И.А. Есаулов - Богословие и русская словесность: о. Георгий Флоровский о Гоголе

Основной труд выдающегося представителя первой русской эмиграции о. Георгия Флоровского «Пути русского богословия» известен не только своей монументальностью, но и своим консерватизмом. Не случайно Н. Бердяев писал в свое время о том, что заглавие книги Флоровского должно быть «Беспутья русского богословия», потому что лишь немногие из огромного количества авторов, рассмотренных в книге, получают положительную оценку.
Представляется, однако, что именно по этой причине имеет смысл попытаться разобраться - на примере, так сказать, «строго богословского» подхода о. Георгия к наследию Гоголя - разобраться в весьма актуальном сегодня соотношении русского богословия и словесности как таковых.
____
--- Цель задания ---
Напишите продолжение отрывка о Флоровском и Гоголе, начиная сразу после его последнего предложения. Записи здесь никак не используются.

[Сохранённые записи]
____
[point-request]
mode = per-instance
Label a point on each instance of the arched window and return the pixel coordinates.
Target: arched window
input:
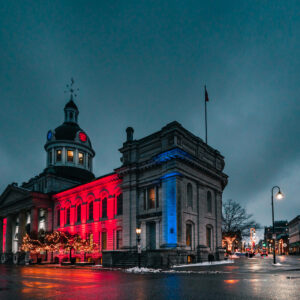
(209, 204)
(79, 213)
(68, 213)
(58, 217)
(209, 236)
(104, 240)
(91, 211)
(189, 195)
(120, 205)
(104, 208)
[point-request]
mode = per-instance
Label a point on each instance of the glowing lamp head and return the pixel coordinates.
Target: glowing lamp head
(82, 136)
(279, 195)
(49, 135)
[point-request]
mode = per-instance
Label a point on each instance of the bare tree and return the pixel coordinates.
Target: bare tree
(236, 221)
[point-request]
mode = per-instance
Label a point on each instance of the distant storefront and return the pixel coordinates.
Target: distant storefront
(294, 236)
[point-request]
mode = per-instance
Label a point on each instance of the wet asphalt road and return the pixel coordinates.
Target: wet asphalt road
(253, 278)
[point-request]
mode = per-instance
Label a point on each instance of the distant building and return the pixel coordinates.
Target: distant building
(294, 236)
(170, 184)
(281, 237)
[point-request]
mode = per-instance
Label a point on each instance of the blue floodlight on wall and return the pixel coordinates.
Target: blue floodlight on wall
(169, 217)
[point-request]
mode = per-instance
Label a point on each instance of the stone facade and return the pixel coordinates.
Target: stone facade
(170, 185)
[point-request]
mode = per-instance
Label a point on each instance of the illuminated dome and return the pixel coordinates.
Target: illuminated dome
(69, 149)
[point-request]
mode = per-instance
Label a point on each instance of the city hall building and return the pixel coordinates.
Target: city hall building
(169, 185)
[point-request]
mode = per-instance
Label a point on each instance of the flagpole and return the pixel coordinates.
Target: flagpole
____
--- Итог упражнения ---
Начинает о. Георгий «гоголевскую» часть своего труда характеристикой Гоголя как писателя «сразу» «передового и отсталого»[i] . По мысли Флоровского, хотя «от Гоголя и идут новые пути, и не в литературе только», однако «сам он как-то запаздывает в прошедшем веке» (260). Далее Флоровский настаивает на «душевной отсталости» и «душевном архаизме» Гоголя, утверждая, что в этом архаизме - «один из узлов его трагической судьбы» (260). По мысли Флоровского, «споры» современников Гоголя о наших европейских и славянских началах представлялись ему сплошным недоразумением. Иногда полагают, что свои суждения Флоровский основывает исключительно на ранней работе В. Зеньковского. Думается, однако, что о. Георгий основывается, прежде всего, на суждениях самого писателя, может быть, правда, слишком поспешно их интерпретируя.
О. Георгий замечает, что хотя Гоголь «вращался чаще среди славянофилов, но сам не был славянофилом». Даже «его вернее считать западником». Хотя, оговаривается Флоровский, «любил он (Гоголь)» не тот Запад, что тогдашние русские западники, и не той любовию» (260): «в ранние годы Гоголь проходит опыт немецкого романтизма... то не было подражанием, и не было только литературной манерой. Гоголь овладевает самой творческой проблематикой романтизма, интимно вживается в этот романтический опыт» (260) .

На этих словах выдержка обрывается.